PASSAGE PROVIDED
# Sexing by epiandrous fusillae - anyone any good?



## KathyM (Jan 17, 2009)

Got some pretty naff pics. Could try and get more...

Grammostola pulchripes. Old owner bought from someone who they trust and who had sexed it as female, however "she" hadn't shed for her, so it could not be confirmed. I am torn from the very little I've read about this method of sexing.





























Now for the really really pants pics of a Brachypelma albopilosum. This one was handed into a shop without any info, many months ago. I have brought "her" home and would be interested to see what "she" is if at all possible.


----------



## sarahsaz (Jun 1, 2011)

i wouldnt like to say from these pics, the better method needs a picture of the same area but inside the moulted skin


----------



## 666 (Mar 18, 2009)

**

As already said the only way we can sex your tarantula is from his or her moulted skin if you have a moult put sum pics up.


----------



## gaz2374 (Aug 29, 2005)

RAW DATA

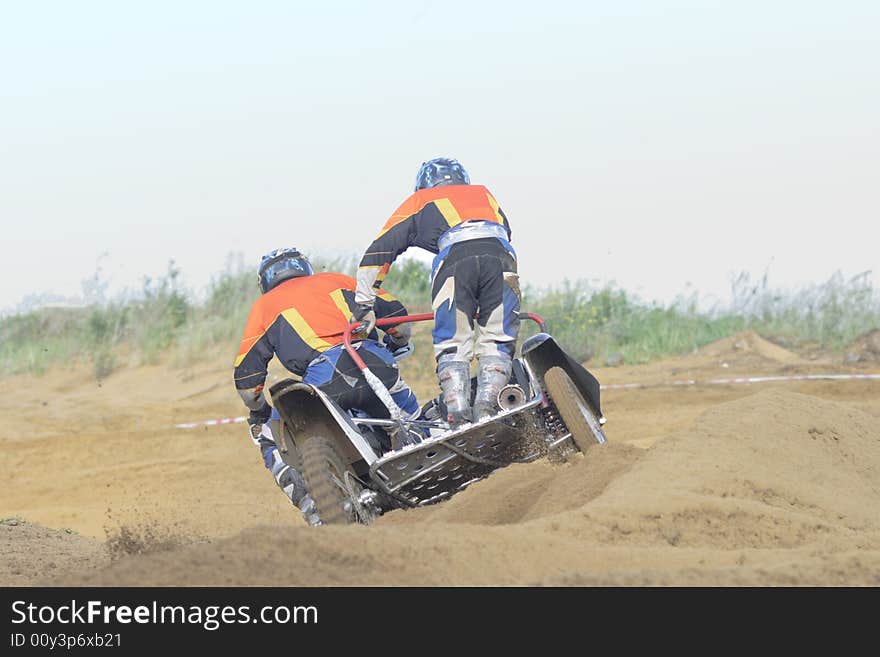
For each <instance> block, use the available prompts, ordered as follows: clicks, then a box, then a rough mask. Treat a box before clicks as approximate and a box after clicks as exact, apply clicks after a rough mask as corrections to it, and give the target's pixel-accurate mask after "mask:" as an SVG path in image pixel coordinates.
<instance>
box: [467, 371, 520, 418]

REQUIRED TASKS
• 1. Write out word for word the part of the forum thread on sexing tarantulas that opens with the words containing "# Sexing by" and closes with "method of sexing.".
• 2. Continue the forum thread on sexing tarantulas from the point at which it stops.
The data placed after the forum thread are separate material and do not belong to it.

RESPONSE LIST
• 1.
# Sexing by epiandrous fusillae - anyone any good?



## KathyM (Jan 17, 2009)

Got some pretty naff pics. Could try and get more...

Grammostola pulchripes. Old owner bought from someone who they trust and who had sexed it as female, however "she" hadn't shed for her, so it could not be confirmed. I am torn from the very little I've read about this method of sexing.

• 2.
Have you tried arachnoboards they seem to post pics like this all the time asking for help sexing


----------



## KathyM (Jan 17, 2009)

Yep posted them on Arachnoboards and a couple of FB groups. So far people think the Chaco is female, which is great as it's the opposite of what I thought from what I'd read of sexing this way!


----------



## 8and6 (Jan 19, 2010)

well, its only one of two guesses, you could have done the same yourself.

i dont understand the lack of patience and not doing it properly in a few weeks or months to be perfectly frank with you


----------



## Hedgewitch (Feb 12, 2008)

As many probably know, I hate ventral sexing, it's pants  

But I'm gonna say, the chaco looks kinda male to me...


----------



## KathyM (Jan 17, 2009)

[email protected] said:


> well, its only one of two guesses, you could have done the same yourself.
> 
> i dont understand the lack of patience and not doing it properly in a few weeks or months to be perfectly frank with you


I don't understand the animosity towards a bit of lighthearted chat to be honest either. I don't really care either way which the spiders are, I got some photos that I'd seen on other boards being used to have a little friendly banter and a guess on sex and put them up on a chat board. If it bothers you so much, it's not like it wasn't clear in the title.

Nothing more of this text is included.